* [Your task] Go through the listing below and gather every line with the word "shirt".

* [Material shown]
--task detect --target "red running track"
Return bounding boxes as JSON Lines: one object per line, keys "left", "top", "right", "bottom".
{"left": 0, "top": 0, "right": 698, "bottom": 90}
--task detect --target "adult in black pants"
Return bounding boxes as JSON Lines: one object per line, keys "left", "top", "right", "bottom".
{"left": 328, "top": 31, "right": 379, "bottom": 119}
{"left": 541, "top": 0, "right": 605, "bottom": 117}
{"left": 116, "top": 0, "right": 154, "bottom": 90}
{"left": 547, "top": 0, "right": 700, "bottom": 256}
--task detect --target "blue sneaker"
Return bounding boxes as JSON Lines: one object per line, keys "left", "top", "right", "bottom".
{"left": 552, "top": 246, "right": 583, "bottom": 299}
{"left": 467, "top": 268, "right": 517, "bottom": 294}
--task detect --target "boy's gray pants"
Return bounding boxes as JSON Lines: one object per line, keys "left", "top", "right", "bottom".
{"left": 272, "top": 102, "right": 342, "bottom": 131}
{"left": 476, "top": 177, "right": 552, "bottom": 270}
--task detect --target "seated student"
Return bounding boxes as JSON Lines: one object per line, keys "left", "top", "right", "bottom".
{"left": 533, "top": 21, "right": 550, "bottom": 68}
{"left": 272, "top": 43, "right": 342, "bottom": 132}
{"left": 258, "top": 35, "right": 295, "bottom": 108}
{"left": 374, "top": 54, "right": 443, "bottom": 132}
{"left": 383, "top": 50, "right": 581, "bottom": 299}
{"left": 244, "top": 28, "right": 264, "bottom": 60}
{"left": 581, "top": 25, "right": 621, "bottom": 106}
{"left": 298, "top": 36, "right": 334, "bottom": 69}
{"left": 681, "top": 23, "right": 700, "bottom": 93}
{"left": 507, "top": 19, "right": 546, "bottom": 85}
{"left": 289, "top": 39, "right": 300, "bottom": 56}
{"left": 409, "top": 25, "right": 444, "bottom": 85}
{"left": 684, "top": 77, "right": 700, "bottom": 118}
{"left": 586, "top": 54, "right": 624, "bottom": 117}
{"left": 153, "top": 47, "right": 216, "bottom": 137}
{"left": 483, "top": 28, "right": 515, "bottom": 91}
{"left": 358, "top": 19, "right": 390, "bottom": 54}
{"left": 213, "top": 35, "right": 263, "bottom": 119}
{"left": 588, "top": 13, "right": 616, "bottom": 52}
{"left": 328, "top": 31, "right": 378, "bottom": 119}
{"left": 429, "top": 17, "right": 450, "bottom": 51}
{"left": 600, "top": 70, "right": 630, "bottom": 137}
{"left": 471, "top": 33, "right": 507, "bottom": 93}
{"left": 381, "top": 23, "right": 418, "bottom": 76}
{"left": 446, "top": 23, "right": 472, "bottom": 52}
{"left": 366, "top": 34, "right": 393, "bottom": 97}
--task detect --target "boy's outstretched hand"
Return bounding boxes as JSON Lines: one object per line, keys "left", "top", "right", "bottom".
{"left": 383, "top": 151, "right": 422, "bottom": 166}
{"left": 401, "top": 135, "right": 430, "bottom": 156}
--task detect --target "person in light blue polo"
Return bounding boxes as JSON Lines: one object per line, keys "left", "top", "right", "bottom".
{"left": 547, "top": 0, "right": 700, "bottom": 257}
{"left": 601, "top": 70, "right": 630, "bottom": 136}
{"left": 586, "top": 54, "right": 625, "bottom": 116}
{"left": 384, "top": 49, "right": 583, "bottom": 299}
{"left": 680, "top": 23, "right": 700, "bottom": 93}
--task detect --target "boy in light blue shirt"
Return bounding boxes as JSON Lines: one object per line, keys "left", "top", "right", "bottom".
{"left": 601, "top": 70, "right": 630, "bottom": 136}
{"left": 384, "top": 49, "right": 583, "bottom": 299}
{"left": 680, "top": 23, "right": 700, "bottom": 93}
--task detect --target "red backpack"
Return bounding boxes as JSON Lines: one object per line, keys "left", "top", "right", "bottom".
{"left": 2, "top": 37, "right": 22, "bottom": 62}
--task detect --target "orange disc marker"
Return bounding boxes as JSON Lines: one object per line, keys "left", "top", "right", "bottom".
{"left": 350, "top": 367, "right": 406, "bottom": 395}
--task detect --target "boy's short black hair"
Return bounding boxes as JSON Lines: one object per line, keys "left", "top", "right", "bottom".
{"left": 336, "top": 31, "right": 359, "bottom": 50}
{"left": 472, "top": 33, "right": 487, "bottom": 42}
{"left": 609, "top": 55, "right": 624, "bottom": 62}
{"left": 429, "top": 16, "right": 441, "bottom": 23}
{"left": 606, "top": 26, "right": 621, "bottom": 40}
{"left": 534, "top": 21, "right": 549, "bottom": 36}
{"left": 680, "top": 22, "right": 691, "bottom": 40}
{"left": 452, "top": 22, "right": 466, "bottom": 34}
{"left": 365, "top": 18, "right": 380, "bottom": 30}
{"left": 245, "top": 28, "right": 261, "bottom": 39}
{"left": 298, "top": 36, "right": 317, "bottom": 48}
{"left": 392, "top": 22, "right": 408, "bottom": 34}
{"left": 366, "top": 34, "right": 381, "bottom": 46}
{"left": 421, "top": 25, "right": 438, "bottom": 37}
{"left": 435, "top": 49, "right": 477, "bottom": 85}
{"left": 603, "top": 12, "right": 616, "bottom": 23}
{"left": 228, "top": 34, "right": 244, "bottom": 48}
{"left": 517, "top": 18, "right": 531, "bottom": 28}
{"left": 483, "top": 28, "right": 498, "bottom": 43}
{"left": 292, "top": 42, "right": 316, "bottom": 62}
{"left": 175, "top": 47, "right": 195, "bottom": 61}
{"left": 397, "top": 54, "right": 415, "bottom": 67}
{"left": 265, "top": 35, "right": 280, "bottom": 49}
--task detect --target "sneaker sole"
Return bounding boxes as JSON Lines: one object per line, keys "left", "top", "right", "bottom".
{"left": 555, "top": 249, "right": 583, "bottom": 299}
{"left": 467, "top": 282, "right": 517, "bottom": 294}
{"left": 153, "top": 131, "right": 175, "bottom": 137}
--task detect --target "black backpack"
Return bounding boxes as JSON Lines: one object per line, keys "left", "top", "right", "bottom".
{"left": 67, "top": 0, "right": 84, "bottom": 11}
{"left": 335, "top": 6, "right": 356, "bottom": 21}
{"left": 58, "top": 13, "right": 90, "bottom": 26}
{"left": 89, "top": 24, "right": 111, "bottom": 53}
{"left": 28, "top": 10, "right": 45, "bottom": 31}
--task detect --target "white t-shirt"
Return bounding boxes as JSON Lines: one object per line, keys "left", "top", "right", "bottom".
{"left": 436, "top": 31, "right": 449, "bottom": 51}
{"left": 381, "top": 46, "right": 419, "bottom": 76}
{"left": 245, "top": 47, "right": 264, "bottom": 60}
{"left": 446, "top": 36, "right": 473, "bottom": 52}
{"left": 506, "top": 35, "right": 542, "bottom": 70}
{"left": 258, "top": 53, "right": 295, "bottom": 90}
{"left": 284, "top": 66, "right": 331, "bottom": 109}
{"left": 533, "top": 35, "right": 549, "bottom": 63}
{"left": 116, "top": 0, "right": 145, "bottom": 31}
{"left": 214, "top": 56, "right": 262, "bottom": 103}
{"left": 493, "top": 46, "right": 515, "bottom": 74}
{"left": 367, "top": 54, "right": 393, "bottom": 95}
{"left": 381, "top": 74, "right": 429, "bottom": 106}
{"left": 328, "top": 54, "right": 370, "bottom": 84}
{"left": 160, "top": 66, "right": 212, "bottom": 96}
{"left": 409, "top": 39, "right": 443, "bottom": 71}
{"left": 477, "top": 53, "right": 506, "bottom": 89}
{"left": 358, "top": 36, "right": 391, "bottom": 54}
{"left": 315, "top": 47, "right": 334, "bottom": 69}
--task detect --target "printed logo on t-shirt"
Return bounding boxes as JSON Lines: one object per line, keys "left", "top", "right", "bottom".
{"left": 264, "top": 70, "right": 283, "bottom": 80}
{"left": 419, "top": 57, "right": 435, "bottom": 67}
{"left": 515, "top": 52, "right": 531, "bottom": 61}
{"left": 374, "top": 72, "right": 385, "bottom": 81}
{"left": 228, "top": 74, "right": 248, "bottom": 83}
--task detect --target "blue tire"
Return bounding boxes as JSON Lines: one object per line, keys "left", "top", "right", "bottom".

* [Expected output]
--task detect --target "boy in light blue shirt"
--task detect --target "white t-shirt"
--task detect --target "printed logo on t-shirt"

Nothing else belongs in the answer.